[Rows from a box labeling dataset]
((

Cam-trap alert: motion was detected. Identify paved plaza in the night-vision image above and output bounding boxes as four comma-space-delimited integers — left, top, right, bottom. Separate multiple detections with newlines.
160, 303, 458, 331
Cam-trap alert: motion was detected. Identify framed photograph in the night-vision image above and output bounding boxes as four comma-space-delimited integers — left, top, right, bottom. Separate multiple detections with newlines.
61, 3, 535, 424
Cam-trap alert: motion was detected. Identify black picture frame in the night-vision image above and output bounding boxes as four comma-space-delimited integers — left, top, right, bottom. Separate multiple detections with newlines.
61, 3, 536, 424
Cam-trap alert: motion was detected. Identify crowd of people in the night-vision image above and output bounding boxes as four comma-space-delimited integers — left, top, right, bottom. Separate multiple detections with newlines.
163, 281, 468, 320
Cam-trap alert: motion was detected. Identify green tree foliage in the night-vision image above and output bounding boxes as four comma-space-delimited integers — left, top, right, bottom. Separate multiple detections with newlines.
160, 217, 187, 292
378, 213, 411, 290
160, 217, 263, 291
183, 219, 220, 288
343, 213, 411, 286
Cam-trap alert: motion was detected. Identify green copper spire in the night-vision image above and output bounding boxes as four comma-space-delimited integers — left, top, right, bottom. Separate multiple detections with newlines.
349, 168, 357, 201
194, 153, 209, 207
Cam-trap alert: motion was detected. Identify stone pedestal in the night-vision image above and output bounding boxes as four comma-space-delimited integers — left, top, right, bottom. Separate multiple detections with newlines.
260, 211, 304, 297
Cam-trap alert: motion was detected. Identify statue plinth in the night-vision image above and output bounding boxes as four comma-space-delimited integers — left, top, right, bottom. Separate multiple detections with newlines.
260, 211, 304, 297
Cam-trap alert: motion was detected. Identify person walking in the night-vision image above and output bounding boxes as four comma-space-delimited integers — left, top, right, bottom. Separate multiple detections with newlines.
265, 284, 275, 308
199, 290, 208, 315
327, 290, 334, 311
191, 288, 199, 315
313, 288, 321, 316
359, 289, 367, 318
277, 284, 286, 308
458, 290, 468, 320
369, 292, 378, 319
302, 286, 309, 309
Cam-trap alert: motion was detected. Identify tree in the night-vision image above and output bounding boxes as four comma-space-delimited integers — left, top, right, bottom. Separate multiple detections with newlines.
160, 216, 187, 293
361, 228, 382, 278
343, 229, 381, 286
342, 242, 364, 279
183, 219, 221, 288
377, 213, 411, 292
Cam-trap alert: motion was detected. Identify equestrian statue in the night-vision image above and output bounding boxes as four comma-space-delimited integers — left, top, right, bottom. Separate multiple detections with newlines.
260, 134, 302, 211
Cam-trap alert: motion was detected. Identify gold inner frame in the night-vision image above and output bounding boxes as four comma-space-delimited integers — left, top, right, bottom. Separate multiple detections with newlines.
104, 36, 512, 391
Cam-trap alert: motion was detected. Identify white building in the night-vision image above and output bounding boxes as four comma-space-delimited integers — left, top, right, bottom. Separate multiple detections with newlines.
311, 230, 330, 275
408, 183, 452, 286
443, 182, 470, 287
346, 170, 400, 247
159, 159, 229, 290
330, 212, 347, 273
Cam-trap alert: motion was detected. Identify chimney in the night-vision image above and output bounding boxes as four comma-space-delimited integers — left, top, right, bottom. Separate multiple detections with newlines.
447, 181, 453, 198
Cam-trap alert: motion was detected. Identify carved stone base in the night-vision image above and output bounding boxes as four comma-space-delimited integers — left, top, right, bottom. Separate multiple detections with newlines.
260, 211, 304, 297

))

_INSTRUCTION_:
All lines from the one with "Cam-trap alert: motion was detected. Identify chimney" through the final line above are to be quoted exactly; quote no other line.

_REPLY_:
Cam-trap alert: motion was detected. Identify chimney in the night-vision image above and output bounding boxes as four comma-space-delimited integers — left, top, right, bottom. Separate multiple detections with newlines.
447, 181, 453, 198
Cam-trap alert: motion was detected. Identify carved stone base in the night-vision image above and output bounding boxes as four comma-space-delimited integers — left, top, right, bottom. Separate multiple detections with newlines.
260, 211, 304, 297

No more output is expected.